> **Directions for this task**:
Starting at the first line of the material below and stopping after the line that includes "target | mountain range", write the lines out again exactly. Drop any pictures.

*** Data section ***

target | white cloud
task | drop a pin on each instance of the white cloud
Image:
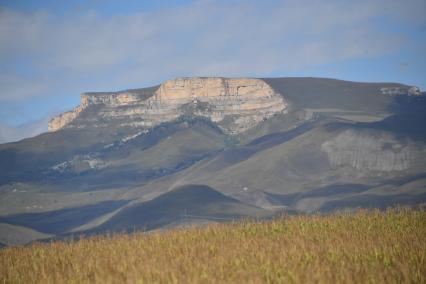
(16, 133)
(82, 51)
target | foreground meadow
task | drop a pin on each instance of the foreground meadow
(364, 247)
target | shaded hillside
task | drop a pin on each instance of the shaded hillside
(338, 145)
(183, 204)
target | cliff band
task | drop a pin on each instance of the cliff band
(235, 104)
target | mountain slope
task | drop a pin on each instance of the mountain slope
(330, 145)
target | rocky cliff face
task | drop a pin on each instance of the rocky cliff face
(235, 104)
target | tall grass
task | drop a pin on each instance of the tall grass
(364, 247)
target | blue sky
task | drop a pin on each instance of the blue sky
(51, 51)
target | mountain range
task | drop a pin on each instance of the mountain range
(210, 149)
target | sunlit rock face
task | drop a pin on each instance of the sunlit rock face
(235, 104)
(364, 151)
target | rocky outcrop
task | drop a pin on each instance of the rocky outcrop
(235, 104)
(395, 91)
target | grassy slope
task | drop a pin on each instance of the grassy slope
(365, 247)
(16, 235)
(195, 200)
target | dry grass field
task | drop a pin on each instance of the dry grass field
(362, 247)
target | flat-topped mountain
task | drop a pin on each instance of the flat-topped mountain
(215, 148)
(235, 104)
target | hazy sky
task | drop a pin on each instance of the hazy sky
(51, 51)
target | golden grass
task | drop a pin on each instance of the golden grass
(365, 247)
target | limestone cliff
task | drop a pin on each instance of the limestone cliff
(235, 104)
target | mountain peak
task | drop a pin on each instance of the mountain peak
(236, 104)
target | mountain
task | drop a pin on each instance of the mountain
(217, 149)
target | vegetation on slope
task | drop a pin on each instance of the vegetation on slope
(386, 247)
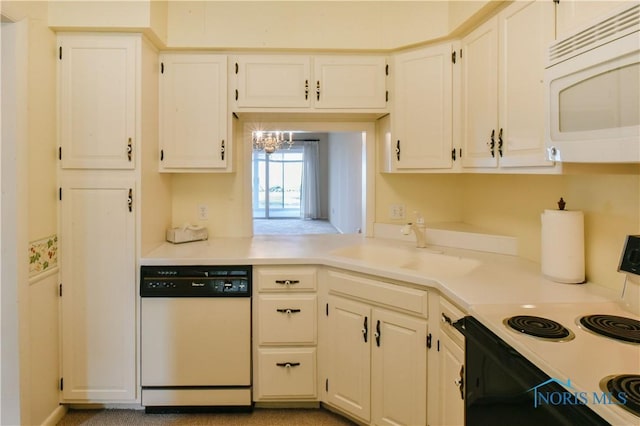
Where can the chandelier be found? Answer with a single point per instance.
(269, 142)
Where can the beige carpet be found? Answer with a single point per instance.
(259, 416)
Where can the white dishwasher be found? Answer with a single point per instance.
(195, 337)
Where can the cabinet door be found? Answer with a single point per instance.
(349, 357)
(451, 376)
(399, 369)
(480, 96)
(98, 273)
(422, 115)
(97, 101)
(193, 108)
(273, 81)
(349, 82)
(526, 30)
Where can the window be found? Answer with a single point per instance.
(277, 181)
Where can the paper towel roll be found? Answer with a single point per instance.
(563, 246)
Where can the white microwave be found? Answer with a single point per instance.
(593, 92)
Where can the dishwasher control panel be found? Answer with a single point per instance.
(195, 281)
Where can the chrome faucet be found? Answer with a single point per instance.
(418, 227)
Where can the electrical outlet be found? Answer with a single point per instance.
(203, 212)
(396, 211)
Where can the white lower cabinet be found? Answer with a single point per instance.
(451, 367)
(98, 289)
(285, 334)
(376, 355)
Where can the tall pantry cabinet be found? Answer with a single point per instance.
(99, 137)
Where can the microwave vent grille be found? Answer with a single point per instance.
(616, 25)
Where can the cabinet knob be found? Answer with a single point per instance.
(287, 364)
(129, 149)
(492, 142)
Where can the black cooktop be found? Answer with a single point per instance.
(613, 326)
(543, 328)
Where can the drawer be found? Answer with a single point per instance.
(448, 315)
(285, 278)
(390, 295)
(286, 373)
(288, 319)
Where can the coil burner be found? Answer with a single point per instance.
(627, 384)
(612, 326)
(542, 328)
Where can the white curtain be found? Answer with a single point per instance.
(310, 198)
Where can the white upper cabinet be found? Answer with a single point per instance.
(291, 82)
(350, 82)
(503, 88)
(573, 14)
(480, 95)
(273, 81)
(193, 113)
(97, 100)
(422, 109)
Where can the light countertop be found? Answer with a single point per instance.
(489, 286)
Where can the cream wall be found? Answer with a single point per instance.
(36, 161)
(41, 116)
(609, 196)
(355, 25)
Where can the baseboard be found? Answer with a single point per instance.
(55, 416)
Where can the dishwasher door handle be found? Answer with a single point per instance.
(287, 282)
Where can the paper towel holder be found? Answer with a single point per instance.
(561, 204)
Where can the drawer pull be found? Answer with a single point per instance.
(287, 282)
(287, 364)
(288, 311)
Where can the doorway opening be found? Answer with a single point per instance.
(316, 185)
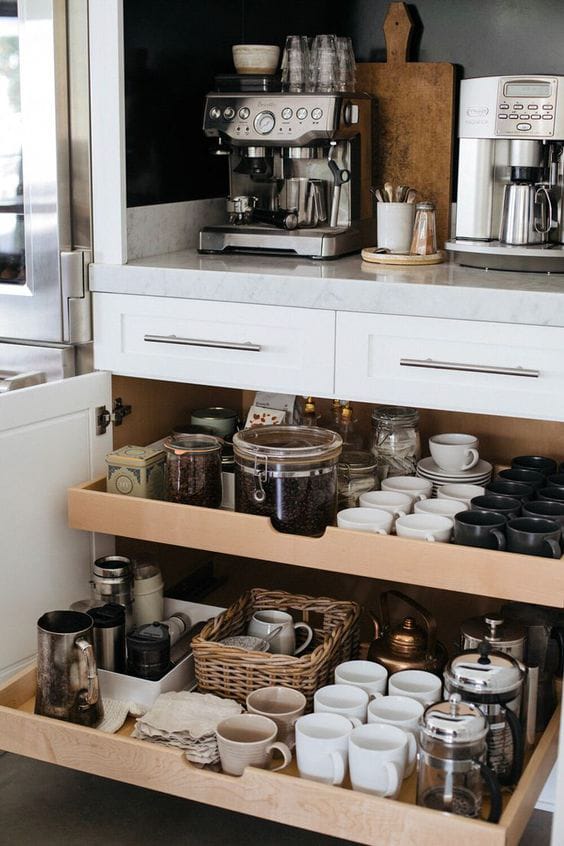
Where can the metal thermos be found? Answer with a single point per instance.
(67, 678)
(109, 637)
(452, 767)
(407, 646)
(493, 681)
(112, 581)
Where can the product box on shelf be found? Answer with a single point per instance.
(182, 677)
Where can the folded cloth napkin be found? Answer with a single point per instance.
(187, 721)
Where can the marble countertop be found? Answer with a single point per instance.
(345, 284)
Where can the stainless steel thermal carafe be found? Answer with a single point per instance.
(67, 677)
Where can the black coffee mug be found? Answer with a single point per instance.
(480, 528)
(534, 536)
(506, 487)
(556, 480)
(543, 465)
(553, 494)
(530, 477)
(506, 505)
(549, 509)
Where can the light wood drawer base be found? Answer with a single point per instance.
(280, 797)
(438, 565)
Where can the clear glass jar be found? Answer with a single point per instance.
(356, 474)
(288, 473)
(396, 443)
(193, 470)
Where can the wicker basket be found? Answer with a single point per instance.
(234, 673)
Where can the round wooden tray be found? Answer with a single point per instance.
(369, 255)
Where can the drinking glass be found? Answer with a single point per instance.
(295, 64)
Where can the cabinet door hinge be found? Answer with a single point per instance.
(104, 417)
(77, 306)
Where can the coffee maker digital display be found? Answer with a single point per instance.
(510, 198)
(300, 168)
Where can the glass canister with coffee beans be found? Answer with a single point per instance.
(288, 473)
(193, 470)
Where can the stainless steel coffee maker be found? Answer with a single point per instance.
(510, 197)
(300, 166)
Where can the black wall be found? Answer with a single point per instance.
(173, 49)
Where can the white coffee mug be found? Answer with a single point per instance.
(429, 527)
(377, 759)
(322, 742)
(462, 492)
(264, 623)
(414, 486)
(344, 699)
(444, 507)
(396, 504)
(454, 452)
(365, 520)
(425, 687)
(369, 676)
(402, 712)
(249, 740)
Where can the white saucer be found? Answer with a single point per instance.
(428, 469)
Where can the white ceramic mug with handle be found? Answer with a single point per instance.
(322, 742)
(377, 759)
(454, 452)
(404, 713)
(264, 623)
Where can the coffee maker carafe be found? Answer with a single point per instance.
(299, 170)
(510, 194)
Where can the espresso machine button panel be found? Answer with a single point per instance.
(519, 96)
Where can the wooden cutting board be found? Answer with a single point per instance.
(415, 118)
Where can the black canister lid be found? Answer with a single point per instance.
(107, 616)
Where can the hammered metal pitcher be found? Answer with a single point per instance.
(67, 677)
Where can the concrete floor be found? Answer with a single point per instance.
(44, 805)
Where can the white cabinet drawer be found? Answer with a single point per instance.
(216, 343)
(463, 365)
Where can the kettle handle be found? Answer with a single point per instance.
(430, 623)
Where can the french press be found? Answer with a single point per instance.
(452, 768)
(493, 680)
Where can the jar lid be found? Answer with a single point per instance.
(454, 722)
(395, 415)
(214, 413)
(484, 671)
(494, 629)
(287, 442)
(193, 444)
(357, 461)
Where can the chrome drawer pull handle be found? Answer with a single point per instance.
(246, 346)
(468, 368)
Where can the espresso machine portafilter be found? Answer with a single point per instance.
(299, 166)
(510, 196)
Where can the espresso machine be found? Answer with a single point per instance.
(300, 167)
(510, 198)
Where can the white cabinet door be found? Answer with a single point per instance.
(48, 442)
(459, 365)
(237, 345)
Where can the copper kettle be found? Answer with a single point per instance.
(408, 646)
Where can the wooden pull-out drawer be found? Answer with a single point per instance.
(215, 343)
(461, 365)
(281, 797)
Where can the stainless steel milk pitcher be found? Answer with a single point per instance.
(67, 677)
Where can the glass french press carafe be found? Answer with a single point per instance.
(452, 769)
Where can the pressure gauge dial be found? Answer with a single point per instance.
(264, 123)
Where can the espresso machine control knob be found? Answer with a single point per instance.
(264, 123)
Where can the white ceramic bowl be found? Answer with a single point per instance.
(255, 58)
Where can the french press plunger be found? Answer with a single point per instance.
(451, 770)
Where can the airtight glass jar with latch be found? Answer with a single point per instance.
(193, 470)
(288, 473)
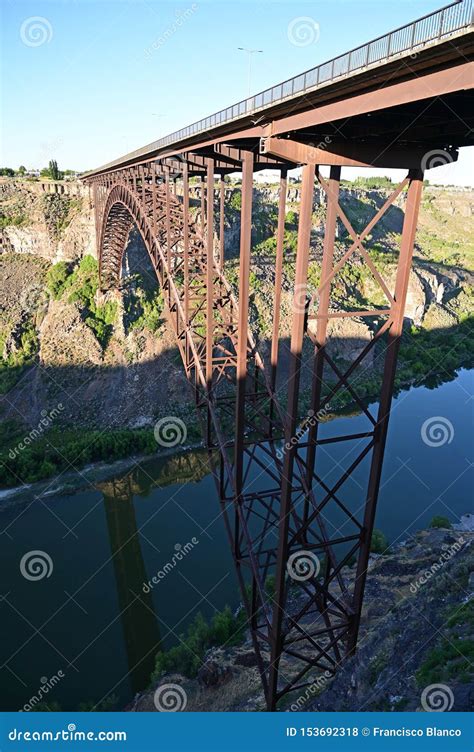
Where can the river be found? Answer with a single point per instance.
(83, 626)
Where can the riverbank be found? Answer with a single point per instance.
(416, 631)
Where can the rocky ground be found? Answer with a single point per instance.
(52, 351)
(416, 631)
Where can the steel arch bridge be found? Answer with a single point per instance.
(417, 91)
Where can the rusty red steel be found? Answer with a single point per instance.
(261, 428)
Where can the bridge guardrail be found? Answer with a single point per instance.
(413, 36)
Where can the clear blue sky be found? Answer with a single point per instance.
(102, 83)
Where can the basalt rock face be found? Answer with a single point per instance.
(57, 226)
(418, 605)
(43, 226)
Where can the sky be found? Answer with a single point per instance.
(86, 81)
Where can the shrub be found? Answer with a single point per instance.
(187, 657)
(56, 278)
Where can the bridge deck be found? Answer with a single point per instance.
(438, 41)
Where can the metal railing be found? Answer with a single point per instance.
(432, 28)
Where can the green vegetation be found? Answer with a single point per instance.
(52, 171)
(440, 521)
(379, 542)
(452, 658)
(80, 284)
(187, 657)
(57, 451)
(16, 218)
(58, 211)
(12, 366)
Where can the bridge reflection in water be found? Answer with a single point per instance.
(139, 622)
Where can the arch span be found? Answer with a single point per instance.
(121, 212)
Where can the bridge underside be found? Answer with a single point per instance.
(302, 598)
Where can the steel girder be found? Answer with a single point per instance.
(292, 562)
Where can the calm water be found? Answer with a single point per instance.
(85, 619)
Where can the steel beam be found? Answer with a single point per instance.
(297, 334)
(380, 432)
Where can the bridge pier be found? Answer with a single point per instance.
(274, 501)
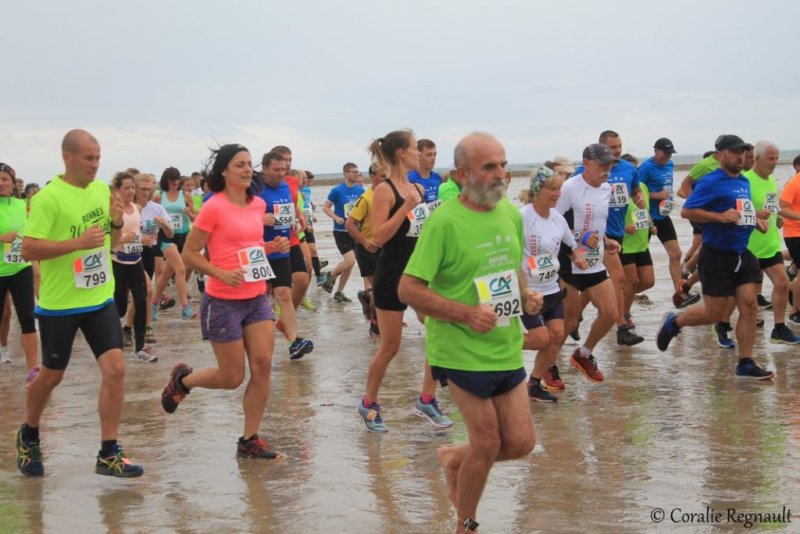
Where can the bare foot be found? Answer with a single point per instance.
(451, 466)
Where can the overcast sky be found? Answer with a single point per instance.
(158, 82)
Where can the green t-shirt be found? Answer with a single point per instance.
(703, 167)
(639, 241)
(458, 245)
(60, 212)
(766, 245)
(449, 189)
(13, 213)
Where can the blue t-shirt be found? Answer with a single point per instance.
(279, 203)
(430, 185)
(657, 178)
(719, 192)
(623, 179)
(343, 199)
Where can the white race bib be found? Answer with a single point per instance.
(284, 214)
(12, 252)
(641, 219)
(543, 267)
(619, 195)
(254, 262)
(747, 212)
(501, 292)
(91, 270)
(417, 217)
(177, 221)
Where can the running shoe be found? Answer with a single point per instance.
(626, 336)
(308, 305)
(256, 447)
(116, 465)
(127, 337)
(539, 394)
(187, 313)
(148, 335)
(551, 381)
(29, 456)
(145, 355)
(748, 369)
(782, 334)
(299, 348)
(586, 365)
(669, 329)
(174, 392)
(327, 284)
(432, 413)
(723, 334)
(372, 417)
(166, 303)
(363, 298)
(683, 297)
(341, 298)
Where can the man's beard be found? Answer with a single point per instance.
(486, 196)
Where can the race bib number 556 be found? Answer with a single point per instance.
(501, 292)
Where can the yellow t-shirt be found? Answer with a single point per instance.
(362, 213)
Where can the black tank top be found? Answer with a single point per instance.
(399, 243)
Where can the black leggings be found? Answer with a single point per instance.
(21, 285)
(132, 277)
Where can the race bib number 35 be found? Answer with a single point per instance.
(254, 262)
(91, 271)
(501, 292)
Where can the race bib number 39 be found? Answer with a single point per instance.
(254, 262)
(501, 292)
(12, 252)
(91, 271)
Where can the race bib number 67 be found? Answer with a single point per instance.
(501, 292)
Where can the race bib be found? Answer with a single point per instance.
(641, 219)
(254, 262)
(501, 292)
(543, 267)
(747, 212)
(417, 217)
(284, 214)
(133, 247)
(177, 221)
(619, 195)
(12, 252)
(771, 203)
(91, 271)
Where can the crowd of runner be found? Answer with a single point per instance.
(487, 279)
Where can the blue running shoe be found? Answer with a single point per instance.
(372, 417)
(782, 334)
(723, 333)
(432, 413)
(748, 369)
(669, 329)
(117, 465)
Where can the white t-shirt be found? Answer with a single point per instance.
(589, 207)
(543, 237)
(149, 213)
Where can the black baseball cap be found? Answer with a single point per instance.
(665, 145)
(600, 153)
(730, 142)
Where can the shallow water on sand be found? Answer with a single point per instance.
(672, 430)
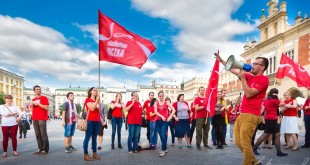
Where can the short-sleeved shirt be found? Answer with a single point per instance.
(253, 105)
(290, 111)
(203, 112)
(93, 115)
(134, 115)
(67, 111)
(118, 110)
(9, 120)
(163, 110)
(193, 111)
(271, 109)
(147, 106)
(39, 113)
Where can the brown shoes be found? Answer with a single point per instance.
(87, 158)
(95, 156)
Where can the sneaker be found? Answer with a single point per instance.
(120, 147)
(282, 154)
(72, 148)
(255, 152)
(43, 153)
(162, 153)
(67, 150)
(208, 147)
(37, 152)
(305, 146)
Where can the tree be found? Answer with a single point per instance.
(2, 98)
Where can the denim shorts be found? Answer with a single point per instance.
(69, 129)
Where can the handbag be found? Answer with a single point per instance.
(110, 113)
(261, 126)
(232, 118)
(82, 124)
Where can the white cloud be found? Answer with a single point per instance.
(205, 26)
(30, 47)
(178, 72)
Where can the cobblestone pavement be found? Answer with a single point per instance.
(229, 155)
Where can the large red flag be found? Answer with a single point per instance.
(118, 45)
(294, 71)
(211, 91)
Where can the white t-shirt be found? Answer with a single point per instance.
(9, 120)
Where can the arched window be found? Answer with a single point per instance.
(275, 28)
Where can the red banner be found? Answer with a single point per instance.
(294, 71)
(118, 45)
(211, 91)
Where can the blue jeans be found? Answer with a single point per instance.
(231, 131)
(92, 131)
(224, 132)
(153, 133)
(307, 129)
(133, 133)
(162, 128)
(172, 131)
(116, 121)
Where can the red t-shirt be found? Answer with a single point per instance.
(93, 115)
(118, 110)
(253, 105)
(306, 111)
(290, 111)
(271, 109)
(163, 110)
(39, 113)
(193, 111)
(135, 113)
(203, 112)
(146, 106)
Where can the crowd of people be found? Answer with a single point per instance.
(244, 116)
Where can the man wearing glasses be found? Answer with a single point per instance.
(254, 86)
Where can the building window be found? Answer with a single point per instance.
(275, 28)
(266, 33)
(290, 54)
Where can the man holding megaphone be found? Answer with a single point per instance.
(254, 85)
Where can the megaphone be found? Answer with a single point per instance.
(233, 63)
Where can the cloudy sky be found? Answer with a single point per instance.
(54, 43)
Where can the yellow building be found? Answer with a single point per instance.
(11, 83)
(277, 36)
(191, 87)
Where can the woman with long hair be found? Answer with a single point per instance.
(92, 104)
(171, 124)
(153, 131)
(134, 120)
(271, 106)
(117, 119)
(289, 125)
(11, 115)
(218, 120)
(182, 117)
(163, 117)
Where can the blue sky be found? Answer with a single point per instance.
(54, 43)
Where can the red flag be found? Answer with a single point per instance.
(118, 45)
(211, 91)
(294, 71)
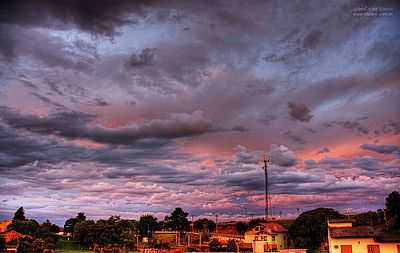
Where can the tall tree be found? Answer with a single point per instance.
(147, 224)
(70, 223)
(81, 217)
(19, 215)
(393, 206)
(204, 225)
(2, 244)
(241, 227)
(177, 220)
(310, 228)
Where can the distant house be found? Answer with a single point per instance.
(267, 237)
(226, 231)
(3, 225)
(344, 238)
(170, 237)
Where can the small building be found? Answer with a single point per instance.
(269, 236)
(343, 237)
(170, 237)
(3, 225)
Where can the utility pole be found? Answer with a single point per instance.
(267, 201)
(216, 223)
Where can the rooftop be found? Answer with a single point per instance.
(352, 232)
(268, 228)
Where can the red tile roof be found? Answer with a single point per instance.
(3, 225)
(352, 232)
(268, 228)
(13, 235)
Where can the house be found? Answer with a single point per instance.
(170, 237)
(3, 225)
(269, 236)
(226, 231)
(343, 237)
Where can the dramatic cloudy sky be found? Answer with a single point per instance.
(131, 107)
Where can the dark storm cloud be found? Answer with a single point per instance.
(145, 58)
(333, 163)
(382, 148)
(354, 126)
(282, 156)
(299, 112)
(312, 40)
(48, 101)
(367, 163)
(18, 150)
(75, 125)
(295, 138)
(323, 150)
(97, 16)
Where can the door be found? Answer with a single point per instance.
(373, 249)
(346, 249)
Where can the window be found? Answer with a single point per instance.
(346, 249)
(373, 249)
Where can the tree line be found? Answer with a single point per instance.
(309, 230)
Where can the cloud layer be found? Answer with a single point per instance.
(133, 107)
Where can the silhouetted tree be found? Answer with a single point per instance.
(24, 246)
(26, 227)
(70, 223)
(215, 245)
(231, 247)
(393, 207)
(241, 227)
(2, 244)
(19, 215)
(177, 220)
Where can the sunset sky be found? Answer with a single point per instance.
(131, 107)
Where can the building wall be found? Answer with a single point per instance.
(280, 239)
(359, 245)
(166, 237)
(341, 225)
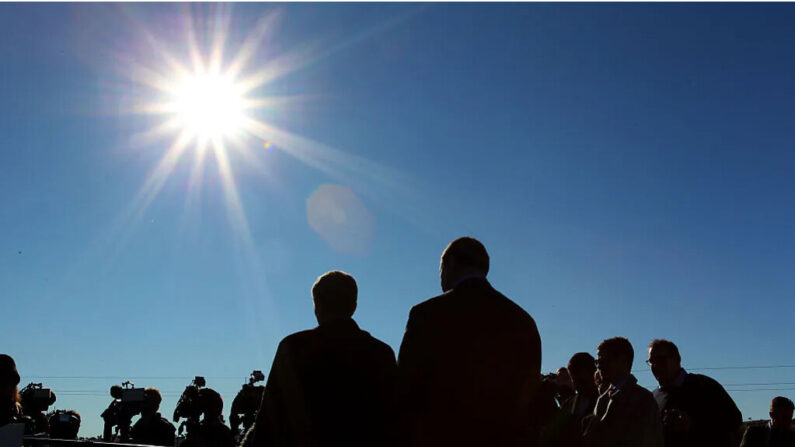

*** End of Data section ***

> **Exercise solution**:
target | white cloud
task | drop a pin on each instance of the white cloud
Image:
(16, 133)
(82, 51)
target | foreground meadow
task | drop a pin on each instance of the foreground meadow
(364, 247)
target | shaded hillside
task | drop a pin on each instance of the shaded hillside
(338, 145)
(183, 204)
target | cliff band
task | drop a pin on each instance of the cliff band
(235, 104)
target | mountain slope
task | drop a pin on each instance of the mountain slope
(330, 145)
target | rocky cliff face
task | drop a pin on each instance of the rocky cliff face
(235, 104)
target | tall grass
task | drop a pin on each instance of the tall grass
(364, 247)
target | blue sky
task | drop a pin on each instance of the blue sky
(51, 51)
target | mountain range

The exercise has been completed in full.